(RECORDED DATA begins)

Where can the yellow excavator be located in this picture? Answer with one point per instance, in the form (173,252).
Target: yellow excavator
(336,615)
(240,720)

(RECORDED DATA ends)
(RECORDED DATA begins)

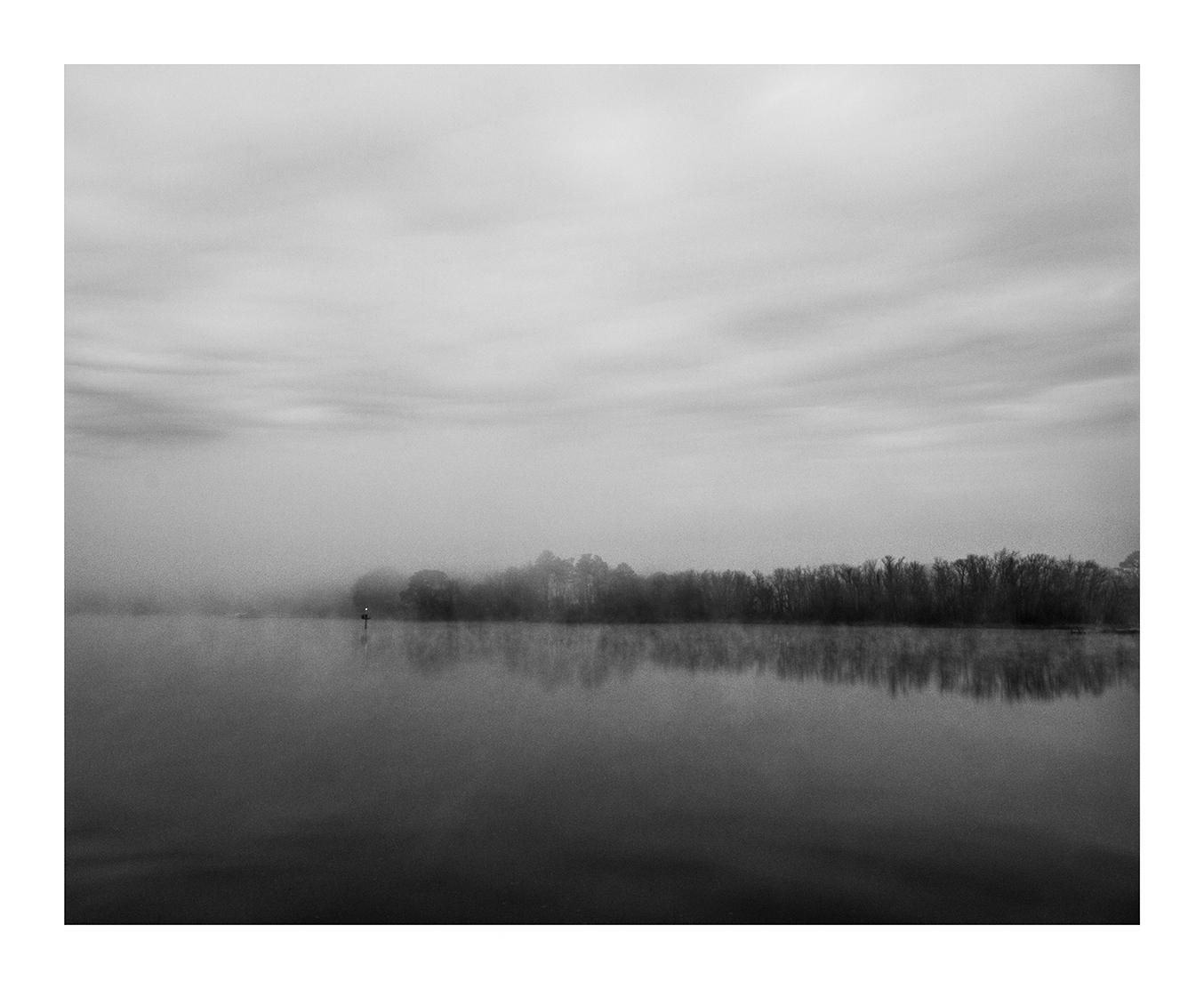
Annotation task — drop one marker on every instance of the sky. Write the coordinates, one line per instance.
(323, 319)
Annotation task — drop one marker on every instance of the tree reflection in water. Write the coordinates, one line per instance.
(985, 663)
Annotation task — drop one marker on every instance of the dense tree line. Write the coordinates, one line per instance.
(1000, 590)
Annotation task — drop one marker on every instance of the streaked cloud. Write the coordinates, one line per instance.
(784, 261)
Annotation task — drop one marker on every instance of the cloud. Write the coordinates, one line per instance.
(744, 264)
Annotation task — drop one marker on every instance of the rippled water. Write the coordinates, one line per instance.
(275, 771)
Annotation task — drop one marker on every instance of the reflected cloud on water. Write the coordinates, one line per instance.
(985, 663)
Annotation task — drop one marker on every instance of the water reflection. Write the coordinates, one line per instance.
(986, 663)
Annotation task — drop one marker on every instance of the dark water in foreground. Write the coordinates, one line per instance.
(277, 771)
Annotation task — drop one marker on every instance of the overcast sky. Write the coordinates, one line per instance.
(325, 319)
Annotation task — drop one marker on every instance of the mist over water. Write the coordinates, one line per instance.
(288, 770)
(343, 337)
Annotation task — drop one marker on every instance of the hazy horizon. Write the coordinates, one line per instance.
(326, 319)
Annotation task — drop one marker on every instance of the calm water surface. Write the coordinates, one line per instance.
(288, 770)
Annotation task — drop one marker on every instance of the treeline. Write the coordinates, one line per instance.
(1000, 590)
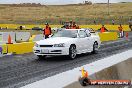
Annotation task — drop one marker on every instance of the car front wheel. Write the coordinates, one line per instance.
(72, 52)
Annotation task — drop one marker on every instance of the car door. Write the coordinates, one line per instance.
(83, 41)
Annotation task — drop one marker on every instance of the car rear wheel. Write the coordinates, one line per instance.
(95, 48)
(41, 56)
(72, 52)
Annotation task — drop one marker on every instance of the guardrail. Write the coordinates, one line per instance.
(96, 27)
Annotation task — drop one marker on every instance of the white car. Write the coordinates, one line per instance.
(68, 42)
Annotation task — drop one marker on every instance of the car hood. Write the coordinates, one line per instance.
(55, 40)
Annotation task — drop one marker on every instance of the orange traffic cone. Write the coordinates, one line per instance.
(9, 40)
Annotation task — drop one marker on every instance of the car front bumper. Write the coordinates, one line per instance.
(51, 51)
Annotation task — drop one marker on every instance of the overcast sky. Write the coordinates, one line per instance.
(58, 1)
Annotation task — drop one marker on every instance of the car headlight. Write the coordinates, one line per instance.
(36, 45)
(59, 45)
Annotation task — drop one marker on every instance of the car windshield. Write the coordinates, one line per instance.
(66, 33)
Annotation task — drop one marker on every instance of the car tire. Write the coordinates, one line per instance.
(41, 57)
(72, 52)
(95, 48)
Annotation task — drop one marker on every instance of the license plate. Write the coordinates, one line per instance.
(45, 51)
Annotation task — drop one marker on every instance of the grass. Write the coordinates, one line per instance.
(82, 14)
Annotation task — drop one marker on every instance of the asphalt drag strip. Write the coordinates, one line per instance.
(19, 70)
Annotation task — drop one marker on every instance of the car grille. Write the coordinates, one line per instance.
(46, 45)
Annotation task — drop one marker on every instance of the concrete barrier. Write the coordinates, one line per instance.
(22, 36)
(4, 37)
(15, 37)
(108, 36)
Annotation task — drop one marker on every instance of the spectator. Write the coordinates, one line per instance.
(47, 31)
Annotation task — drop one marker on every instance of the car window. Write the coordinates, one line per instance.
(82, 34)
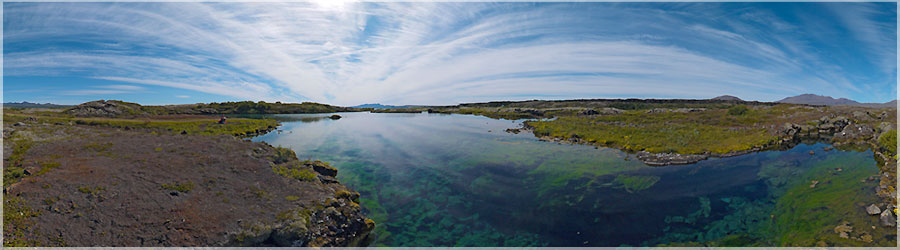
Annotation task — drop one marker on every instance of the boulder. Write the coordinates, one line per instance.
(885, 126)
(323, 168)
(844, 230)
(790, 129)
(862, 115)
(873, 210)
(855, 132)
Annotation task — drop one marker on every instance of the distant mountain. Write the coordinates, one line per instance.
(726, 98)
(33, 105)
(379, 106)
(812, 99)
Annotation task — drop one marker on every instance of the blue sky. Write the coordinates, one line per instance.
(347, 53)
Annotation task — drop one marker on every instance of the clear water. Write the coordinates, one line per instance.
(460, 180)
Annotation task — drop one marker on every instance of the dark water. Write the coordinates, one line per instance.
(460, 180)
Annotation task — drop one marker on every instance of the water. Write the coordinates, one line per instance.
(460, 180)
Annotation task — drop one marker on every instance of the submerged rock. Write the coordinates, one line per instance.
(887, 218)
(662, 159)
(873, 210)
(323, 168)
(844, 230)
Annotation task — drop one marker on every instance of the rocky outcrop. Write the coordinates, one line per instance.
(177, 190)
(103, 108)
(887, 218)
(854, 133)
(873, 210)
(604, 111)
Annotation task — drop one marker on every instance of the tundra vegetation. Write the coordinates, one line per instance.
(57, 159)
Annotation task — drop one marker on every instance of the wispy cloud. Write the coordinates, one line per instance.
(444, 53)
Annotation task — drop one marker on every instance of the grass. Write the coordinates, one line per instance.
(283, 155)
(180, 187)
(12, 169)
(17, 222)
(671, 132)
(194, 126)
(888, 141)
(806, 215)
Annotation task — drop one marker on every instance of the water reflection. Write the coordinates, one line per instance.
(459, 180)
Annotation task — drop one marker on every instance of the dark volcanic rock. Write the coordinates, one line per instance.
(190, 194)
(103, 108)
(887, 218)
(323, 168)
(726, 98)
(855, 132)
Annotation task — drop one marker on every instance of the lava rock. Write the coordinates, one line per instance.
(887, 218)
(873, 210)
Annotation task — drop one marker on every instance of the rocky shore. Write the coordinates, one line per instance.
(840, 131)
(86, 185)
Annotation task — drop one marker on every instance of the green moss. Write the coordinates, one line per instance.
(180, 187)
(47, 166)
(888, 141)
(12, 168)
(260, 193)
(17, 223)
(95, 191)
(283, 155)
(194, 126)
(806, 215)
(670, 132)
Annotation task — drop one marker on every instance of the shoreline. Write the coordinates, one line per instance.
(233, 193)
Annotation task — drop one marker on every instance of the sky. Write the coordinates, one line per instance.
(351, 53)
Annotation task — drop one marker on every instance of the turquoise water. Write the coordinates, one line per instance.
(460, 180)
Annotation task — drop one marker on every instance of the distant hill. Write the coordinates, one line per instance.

(RECORDED DATA ends)

§ **WHAT YOU NEED TO DO**: An exact copy of the lines above, from the one containing "shoreline. Write the coordinates, one line per instance." through the one containing "hill. Write the coordinates, one line per instance.", is the whole of the answer.

§ **TASK RESULT**:
Annotation task — drop one marker on every instance of the shoreline. Write the coordinates, one line per instance.
(233, 193)
Annotation task — drop one marker on every instance of the sky. Write the coordinates, one line per instance.
(351, 53)
Annotation task — drop one marker on every instance of the turquoise water. Write the coordinates, one line per instance.
(460, 180)
Annotation task — drop one marker on every instance of the distant hill. Write the coordinates, one line per instance.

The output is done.